§ JOB: Rewrite these records with "Put a dot on" swapped out for "Mark" wherever it appears, keeping every other line and word the same.

[start of RECORDS FOR THIS TASK]

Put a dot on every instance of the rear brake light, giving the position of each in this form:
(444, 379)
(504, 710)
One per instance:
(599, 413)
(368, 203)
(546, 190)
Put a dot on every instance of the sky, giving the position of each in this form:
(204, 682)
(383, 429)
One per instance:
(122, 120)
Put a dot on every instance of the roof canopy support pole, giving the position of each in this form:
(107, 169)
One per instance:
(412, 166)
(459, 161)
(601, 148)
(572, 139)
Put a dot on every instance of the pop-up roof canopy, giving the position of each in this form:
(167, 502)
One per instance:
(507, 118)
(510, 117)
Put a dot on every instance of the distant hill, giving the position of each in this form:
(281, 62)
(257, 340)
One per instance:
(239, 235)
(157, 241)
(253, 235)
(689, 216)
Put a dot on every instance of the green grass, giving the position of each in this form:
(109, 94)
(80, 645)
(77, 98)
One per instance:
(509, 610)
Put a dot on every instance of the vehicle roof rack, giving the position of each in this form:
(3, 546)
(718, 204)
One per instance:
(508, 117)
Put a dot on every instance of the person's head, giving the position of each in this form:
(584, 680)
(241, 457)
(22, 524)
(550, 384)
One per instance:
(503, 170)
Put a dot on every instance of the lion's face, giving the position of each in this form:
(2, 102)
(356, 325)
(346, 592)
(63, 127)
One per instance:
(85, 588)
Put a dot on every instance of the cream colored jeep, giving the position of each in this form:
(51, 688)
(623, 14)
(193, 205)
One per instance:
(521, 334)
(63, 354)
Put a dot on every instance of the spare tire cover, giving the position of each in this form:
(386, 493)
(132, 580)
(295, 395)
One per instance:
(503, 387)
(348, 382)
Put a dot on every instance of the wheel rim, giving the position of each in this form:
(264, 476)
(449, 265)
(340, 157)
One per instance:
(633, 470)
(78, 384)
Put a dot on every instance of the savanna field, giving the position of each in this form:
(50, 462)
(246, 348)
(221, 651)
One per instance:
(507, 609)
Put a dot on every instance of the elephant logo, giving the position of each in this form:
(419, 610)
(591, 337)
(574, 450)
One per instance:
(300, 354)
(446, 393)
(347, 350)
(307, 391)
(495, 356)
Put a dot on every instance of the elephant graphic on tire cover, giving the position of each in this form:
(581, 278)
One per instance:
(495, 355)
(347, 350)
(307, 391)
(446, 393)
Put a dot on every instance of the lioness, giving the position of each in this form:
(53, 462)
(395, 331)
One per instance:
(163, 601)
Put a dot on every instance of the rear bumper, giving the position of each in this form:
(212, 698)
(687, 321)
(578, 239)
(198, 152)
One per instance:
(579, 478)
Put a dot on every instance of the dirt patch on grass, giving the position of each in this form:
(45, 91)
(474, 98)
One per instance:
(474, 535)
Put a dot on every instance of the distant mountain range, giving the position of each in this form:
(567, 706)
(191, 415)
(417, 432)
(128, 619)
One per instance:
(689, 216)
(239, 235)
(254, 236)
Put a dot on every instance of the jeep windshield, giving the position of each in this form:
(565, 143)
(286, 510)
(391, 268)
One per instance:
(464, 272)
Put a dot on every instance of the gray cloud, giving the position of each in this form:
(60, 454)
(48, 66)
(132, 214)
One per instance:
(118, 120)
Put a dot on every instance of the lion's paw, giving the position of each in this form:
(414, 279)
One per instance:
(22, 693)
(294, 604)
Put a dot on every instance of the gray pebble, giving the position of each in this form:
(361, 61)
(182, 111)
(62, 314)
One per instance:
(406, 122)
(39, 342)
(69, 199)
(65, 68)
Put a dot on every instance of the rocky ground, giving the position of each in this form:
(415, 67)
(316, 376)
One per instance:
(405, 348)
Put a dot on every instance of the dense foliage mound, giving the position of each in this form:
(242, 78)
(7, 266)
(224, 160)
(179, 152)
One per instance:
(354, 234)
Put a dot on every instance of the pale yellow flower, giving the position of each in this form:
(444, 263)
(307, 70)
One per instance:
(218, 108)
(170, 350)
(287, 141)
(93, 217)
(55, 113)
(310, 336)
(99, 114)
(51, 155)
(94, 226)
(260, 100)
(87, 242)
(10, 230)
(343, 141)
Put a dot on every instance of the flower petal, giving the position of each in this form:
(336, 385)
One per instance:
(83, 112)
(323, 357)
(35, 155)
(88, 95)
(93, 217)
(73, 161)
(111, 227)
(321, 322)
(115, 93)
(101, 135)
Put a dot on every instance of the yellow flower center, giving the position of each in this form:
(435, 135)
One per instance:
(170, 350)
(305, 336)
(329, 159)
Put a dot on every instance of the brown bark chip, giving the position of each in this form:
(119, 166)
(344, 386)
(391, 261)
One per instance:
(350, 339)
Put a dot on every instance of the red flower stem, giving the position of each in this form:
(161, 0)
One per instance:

[end of RECORDS FOR THIS TASK]

§ RESPONSE BELOW:
Mark every instance of the rear brake light, giving the position of each in this form:
(444, 379)
(504, 710)
One per instance:
(599, 413)
(368, 203)
(546, 190)
Mark every instance of the sky, giving the position of each in this form:
(204, 682)
(383, 429)
One per instance:
(122, 120)
Mark every instance of the roof canopy support pole, giving the position of each in this form:
(107, 169)
One per instance:
(412, 166)
(459, 161)
(601, 148)
(572, 139)
Mark every instance of the pop-up roof canopy, giving the position of each in this form:
(167, 502)
One per instance:
(507, 118)
(510, 117)
Mark every instance of the distant hill, giving the position of each in this form:
(281, 62)
(257, 340)
One per instance:
(239, 235)
(157, 241)
(253, 235)
(689, 216)
Mark every instance of the green grass, giving the position of each in this form:
(109, 94)
(80, 645)
(77, 98)
One per instance:
(509, 610)
Mark every instance of the vehicle roof rack, giving the position of each in this form:
(3, 546)
(718, 204)
One per instance:
(508, 117)
Mark every instance of the person's head, giving the position of each in this form:
(584, 680)
(241, 457)
(22, 524)
(550, 384)
One per instance:
(503, 170)
Mark every instance of the lion's face, giving the position of each in this form:
(2, 102)
(356, 325)
(346, 592)
(63, 127)
One per instance:
(85, 588)
Mark every instance of the cream colored jeep, giving the position of each in this form:
(51, 688)
(623, 14)
(193, 205)
One per instance:
(521, 334)
(63, 354)
Mark every instance of the spare tire cover, giving the position of each in this form:
(386, 493)
(132, 580)
(295, 395)
One per instance:
(503, 387)
(348, 382)
Mark every instance of the wheel rim, giving the position of each in this form:
(264, 476)
(449, 265)
(340, 157)
One per instance:
(633, 470)
(78, 384)
Mark every instance of the savanna field, giving the position of each in this form:
(50, 462)
(246, 348)
(221, 651)
One per instance:
(507, 609)
Mark every instance of the elephant logo, giving the position of each in this form:
(419, 610)
(591, 337)
(574, 450)
One per instance:
(300, 354)
(446, 393)
(347, 350)
(307, 391)
(495, 356)
Mark every instance of the elephant graphic on tire cover, giving the position of each in this form:
(581, 278)
One per instance:
(495, 355)
(347, 350)
(307, 391)
(446, 393)
Mark every instance of the lioness, giving the position of each in this form:
(53, 462)
(395, 331)
One per instance:
(163, 601)
Mark every instance of the rear bumper, giving the position of each in this form:
(212, 698)
(687, 321)
(578, 239)
(198, 152)
One per instance:
(579, 478)
Mark every instance of the dirt patch on grass, giving the position of each in this form:
(45, 91)
(474, 98)
One per instance:
(474, 535)
Mark every instance of the distant mountain range, giving the position of each in this form:
(567, 706)
(191, 415)
(417, 432)
(128, 619)
One per instance:
(689, 216)
(239, 235)
(254, 236)
Mark every instance of the jeep windshield, giving the position of each in this form:
(565, 143)
(286, 510)
(391, 268)
One per instance:
(464, 272)
Mark every instance of the gray cloud, giving the position of each in this form:
(60, 454)
(48, 66)
(132, 214)
One per instance:
(118, 120)
Mark every instance of the lion's paw, giving the position of each in this form:
(414, 279)
One per instance:
(22, 693)
(294, 604)
Mark every instance of the gray pebble, giving the position of each in this form:
(361, 61)
(182, 111)
(62, 314)
One per instance:
(406, 122)
(39, 342)
(69, 199)
(65, 68)
Mark every instance of the rocky ground, giving the position of each in this form:
(415, 67)
(316, 376)
One per instance:
(405, 348)
Mark every instance of the dense foliage mound, giving the position of each in this form:
(242, 78)
(7, 266)
(224, 160)
(179, 152)
One per instance:
(354, 234)
Mark every instance of the pale yellow flower, giving the position of each in this form:
(444, 263)
(307, 70)
One per instance:
(218, 108)
(170, 350)
(287, 141)
(93, 217)
(55, 113)
(310, 336)
(99, 114)
(51, 155)
(94, 226)
(260, 100)
(87, 242)
(10, 230)
(343, 141)
Mark every instance of the flower petal, giving the position of each in this form:
(336, 385)
One per instance:
(83, 112)
(323, 357)
(35, 155)
(88, 95)
(93, 217)
(73, 161)
(111, 227)
(321, 322)
(115, 93)
(101, 135)
Mark every instance of the yellow flower center, giving the position of each in this form:
(435, 135)
One per instance:
(170, 350)
(305, 336)
(329, 159)
Mark every instance of the brown bark chip, giving the position of each in this form:
(119, 166)
(344, 386)
(391, 261)
One per instance:
(350, 339)
Mark every instance of the red flower stem, giving the position of each in this form:
(161, 0)
One per instance:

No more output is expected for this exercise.